YOUR INSTRUCTIONS
Going through the entries below, find how many lines hold "single", then give that number alone.

-- Opening Marker --

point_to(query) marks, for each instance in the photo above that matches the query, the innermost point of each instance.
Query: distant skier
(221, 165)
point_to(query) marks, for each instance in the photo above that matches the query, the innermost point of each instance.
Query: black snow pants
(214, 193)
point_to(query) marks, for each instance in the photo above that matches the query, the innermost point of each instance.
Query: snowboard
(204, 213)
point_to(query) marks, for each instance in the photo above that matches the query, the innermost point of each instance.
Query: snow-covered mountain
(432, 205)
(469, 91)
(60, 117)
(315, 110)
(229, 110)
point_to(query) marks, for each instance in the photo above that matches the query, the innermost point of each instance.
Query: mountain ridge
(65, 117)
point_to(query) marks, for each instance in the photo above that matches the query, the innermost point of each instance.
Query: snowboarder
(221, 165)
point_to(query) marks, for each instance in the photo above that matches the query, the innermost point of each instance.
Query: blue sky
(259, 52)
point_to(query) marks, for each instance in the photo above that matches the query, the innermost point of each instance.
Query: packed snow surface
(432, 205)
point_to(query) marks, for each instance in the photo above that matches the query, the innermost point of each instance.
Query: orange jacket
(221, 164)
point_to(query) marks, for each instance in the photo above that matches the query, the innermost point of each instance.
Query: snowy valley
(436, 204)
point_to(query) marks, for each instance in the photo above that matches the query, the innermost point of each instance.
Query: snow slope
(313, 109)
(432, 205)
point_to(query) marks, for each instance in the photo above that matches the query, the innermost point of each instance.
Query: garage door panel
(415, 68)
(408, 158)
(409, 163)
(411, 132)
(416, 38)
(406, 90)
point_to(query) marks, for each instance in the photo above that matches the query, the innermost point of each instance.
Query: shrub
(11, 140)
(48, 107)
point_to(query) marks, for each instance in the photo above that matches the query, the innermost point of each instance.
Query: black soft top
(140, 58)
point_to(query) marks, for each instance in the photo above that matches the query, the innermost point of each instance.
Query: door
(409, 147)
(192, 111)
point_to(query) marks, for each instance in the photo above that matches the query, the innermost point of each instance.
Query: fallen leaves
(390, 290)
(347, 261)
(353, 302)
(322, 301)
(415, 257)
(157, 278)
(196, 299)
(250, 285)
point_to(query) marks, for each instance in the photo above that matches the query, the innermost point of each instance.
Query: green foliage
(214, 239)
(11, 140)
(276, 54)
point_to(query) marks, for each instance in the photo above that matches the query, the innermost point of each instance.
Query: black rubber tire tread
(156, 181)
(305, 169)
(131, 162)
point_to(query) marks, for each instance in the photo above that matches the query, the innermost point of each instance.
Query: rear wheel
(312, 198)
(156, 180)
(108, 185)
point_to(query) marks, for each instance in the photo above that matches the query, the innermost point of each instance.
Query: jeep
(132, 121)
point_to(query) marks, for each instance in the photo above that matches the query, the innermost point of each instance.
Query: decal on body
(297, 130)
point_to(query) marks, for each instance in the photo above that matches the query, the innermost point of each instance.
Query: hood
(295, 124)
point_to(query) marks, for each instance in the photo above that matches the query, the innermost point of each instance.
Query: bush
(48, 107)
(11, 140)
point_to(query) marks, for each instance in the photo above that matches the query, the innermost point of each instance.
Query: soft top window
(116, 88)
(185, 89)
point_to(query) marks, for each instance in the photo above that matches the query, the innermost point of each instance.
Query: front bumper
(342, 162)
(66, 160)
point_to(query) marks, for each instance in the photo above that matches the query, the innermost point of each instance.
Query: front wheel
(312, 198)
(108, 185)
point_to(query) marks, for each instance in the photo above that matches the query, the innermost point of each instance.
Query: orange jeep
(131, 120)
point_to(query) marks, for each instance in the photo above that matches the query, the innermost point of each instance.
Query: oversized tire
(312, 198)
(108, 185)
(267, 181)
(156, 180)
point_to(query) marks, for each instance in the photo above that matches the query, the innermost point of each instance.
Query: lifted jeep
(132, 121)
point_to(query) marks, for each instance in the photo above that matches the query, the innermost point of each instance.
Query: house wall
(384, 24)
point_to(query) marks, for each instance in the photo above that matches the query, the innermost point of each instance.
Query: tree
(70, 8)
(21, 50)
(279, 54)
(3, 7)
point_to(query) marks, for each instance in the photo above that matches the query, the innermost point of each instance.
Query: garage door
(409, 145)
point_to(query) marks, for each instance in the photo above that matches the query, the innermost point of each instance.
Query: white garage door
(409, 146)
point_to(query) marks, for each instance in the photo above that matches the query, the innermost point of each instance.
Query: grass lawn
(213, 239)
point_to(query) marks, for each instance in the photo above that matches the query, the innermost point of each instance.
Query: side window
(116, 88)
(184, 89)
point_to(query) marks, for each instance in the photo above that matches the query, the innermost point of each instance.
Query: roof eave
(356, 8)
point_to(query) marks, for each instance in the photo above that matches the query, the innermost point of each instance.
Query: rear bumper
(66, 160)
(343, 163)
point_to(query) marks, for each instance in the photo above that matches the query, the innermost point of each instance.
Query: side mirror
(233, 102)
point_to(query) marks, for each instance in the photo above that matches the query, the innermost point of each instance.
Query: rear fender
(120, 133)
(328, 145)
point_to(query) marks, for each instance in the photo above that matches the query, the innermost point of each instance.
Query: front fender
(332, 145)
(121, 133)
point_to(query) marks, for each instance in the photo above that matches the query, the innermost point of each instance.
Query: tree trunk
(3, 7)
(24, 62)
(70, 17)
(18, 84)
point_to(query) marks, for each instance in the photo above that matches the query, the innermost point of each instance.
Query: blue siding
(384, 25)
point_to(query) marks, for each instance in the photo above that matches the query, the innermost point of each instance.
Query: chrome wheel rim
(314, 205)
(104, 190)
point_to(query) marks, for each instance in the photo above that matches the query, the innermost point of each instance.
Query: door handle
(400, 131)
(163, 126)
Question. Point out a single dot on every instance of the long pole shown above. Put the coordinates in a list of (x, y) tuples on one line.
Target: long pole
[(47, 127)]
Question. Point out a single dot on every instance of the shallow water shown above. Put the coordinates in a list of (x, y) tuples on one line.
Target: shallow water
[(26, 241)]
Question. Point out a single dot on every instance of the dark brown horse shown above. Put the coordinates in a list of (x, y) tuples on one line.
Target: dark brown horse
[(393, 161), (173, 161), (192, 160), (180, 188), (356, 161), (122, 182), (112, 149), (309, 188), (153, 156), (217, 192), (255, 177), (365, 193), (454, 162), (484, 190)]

-- Closing Marker --

ANSWER SPACE
3